→ **ЗАДАНИЯ**
(a) Определите, согласуются ли с исходным текстом три утверждения: (i) прошлое поддается фальсификации по самой своей природе; (ii) позыв выровнять былые события назван в тексте всеобщим; (iii) податливость памяти перелицовкам объясняется только экспансией политики. На каждое ответьте «да» или «нет» и приведите точную решающую цитату из исходного текста.
(b) Обновите записи, начиная со строки, где есть «the green lawn», и заканчивая концом записей: замените «green lawn strip» на «grass strip», а все остальное оставьте без изменений.

→ **ИСХОДНЫЙ ТЕКСТ**
Если не меньшинства (и тем более – не большинства) всех стран соединяйтесь!, то: ИНТЕЛЛИГЕНТЫ ПЛАНЕТЫ, ПРЕВОЗМОГАЯ ПРЕПЯТСТВИЯ И ОПИРАЯСЬ НА НЕСОВПАДЕНИЯ И РАЗНОГЛАСИЯ, ДАВАЙТЕ ДЕЙСТВОВАТЬ ВМЕСТЕ!
4.
Так мы же о бесполезной памяти. Да, о ней. Ибо она не только мутит воду и тревожит совесть. Она – противник и ресурс. Сдвоим: противник-ресурс.
Кто оспорит, что фальсификации заслуживают отпора, а лжецы и неучи изобличения. Но беда в том, что прошлое фальсифицируемо по самой природе своей. Я не стал бы говорить об этом сегодня и тут (тема чересчур обширна), если бы это не было столь тревожно приметным в России сегодня. Полагаю, правда, и краковская дискуссия это подтверждает, что мы имеем дело с парадоксом и даже недугом, которому не чужие и Запад, и Мир в целом. Объясняется же податливость памяти перелицовкам не только экспансией политики и огромным расширением рамок видео– и аудиодилетантства. Более глубокая причина – неотвратимое смешение горизонталей с вертикалями, спазматическое опрокидывание исторической последовательности в пост-историческое равноприсутствие эпох и ступеней мирового процесса. Добавим к этому и родственный названному позыв: выровнять вчера еще казавшихся несопоставимыми былые события и их персонификации; не уравнять (оценкою!), а выровнять – в виде вопроса, воплощенного в них и равно адресуемого несовпадающим нашим современникам. Впрочем, позыв этот далеко не всеобщий и встречает, как видим, непонимание и яростное сопротивление на полюсах.

→ **ЗАПИСИ ДАННЫХ**
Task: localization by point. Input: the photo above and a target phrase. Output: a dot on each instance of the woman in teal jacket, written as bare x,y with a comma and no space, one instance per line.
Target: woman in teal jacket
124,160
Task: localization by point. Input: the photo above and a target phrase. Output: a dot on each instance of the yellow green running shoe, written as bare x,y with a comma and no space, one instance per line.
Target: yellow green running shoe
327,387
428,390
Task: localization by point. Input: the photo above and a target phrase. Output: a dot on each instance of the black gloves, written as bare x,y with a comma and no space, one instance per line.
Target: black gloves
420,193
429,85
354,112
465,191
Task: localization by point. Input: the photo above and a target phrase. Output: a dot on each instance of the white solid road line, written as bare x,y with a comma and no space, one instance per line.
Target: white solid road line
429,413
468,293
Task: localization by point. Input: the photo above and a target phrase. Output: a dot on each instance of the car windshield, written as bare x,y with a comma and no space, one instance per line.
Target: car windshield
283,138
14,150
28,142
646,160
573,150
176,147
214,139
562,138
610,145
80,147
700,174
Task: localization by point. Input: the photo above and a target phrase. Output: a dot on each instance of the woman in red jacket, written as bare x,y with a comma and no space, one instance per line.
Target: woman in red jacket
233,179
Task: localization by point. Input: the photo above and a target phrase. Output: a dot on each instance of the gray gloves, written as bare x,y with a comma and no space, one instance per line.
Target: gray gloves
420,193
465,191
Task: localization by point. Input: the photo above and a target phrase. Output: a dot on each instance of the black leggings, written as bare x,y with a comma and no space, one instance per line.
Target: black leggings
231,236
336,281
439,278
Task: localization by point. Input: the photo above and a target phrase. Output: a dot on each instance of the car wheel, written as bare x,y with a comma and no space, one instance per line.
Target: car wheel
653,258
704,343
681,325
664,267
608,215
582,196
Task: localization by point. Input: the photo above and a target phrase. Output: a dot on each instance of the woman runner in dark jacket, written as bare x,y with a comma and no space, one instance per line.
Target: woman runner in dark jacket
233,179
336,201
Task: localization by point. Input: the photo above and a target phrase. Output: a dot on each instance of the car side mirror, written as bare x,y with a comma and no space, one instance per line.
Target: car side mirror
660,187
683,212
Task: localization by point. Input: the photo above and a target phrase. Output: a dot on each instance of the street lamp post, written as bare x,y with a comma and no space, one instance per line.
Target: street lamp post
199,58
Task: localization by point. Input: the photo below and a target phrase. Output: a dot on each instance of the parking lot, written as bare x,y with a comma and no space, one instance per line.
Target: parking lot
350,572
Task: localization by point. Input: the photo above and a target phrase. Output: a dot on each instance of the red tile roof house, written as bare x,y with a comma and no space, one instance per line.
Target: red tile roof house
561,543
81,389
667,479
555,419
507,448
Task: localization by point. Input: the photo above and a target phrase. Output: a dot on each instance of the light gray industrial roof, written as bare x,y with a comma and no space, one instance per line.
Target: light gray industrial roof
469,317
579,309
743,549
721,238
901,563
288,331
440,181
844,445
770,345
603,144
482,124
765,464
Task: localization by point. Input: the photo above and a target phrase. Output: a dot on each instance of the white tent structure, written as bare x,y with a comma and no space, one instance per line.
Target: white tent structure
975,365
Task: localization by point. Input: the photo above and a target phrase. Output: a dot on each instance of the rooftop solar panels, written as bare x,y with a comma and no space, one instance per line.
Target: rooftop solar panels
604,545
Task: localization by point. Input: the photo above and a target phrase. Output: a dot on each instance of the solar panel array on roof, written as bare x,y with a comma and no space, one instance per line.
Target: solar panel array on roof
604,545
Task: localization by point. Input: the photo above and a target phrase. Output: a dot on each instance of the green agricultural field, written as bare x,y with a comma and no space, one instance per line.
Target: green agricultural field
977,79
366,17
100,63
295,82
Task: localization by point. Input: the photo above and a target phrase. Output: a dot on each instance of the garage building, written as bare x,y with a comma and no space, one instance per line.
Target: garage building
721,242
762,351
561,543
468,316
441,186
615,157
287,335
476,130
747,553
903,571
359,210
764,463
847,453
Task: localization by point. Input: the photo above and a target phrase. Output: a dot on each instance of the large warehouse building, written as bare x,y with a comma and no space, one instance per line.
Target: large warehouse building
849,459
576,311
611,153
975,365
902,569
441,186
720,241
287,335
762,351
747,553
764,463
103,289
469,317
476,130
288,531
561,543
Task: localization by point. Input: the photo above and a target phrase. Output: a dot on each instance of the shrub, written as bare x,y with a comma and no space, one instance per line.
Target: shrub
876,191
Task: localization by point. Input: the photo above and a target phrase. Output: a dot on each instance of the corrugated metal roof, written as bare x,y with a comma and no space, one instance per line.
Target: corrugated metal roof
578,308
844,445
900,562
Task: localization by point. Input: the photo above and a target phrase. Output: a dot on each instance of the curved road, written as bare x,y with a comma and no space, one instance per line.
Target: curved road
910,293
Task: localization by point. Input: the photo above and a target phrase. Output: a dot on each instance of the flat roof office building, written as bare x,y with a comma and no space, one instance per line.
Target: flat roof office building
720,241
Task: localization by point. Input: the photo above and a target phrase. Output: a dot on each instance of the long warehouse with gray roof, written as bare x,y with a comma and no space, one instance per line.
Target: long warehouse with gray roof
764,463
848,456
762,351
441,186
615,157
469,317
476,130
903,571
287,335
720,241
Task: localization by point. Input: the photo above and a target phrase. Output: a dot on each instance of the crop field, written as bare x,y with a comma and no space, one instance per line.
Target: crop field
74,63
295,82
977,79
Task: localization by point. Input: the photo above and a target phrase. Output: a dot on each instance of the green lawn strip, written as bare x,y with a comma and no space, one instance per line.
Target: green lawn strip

→ **ОТВЕТЫ ПО ЗАДАНИЯМ**
(a)
(i) Да: «прошлое фальсифицируемо по самой природе своей».
(ii) Нет: «позыв этот далеко не всеобщий».
(iii) Нет: «Объясняется же податливость памяти перелицовкам не только экспансией политики и огромным расширением рамок видео– и аудиодилетантства».

(b)
Task: localization by point. Input: the photo above and a target phrase. Output: a dot on each instance of the grass strip, written as bare x,y with a comma and no space, one instance per line.
Target: grass strip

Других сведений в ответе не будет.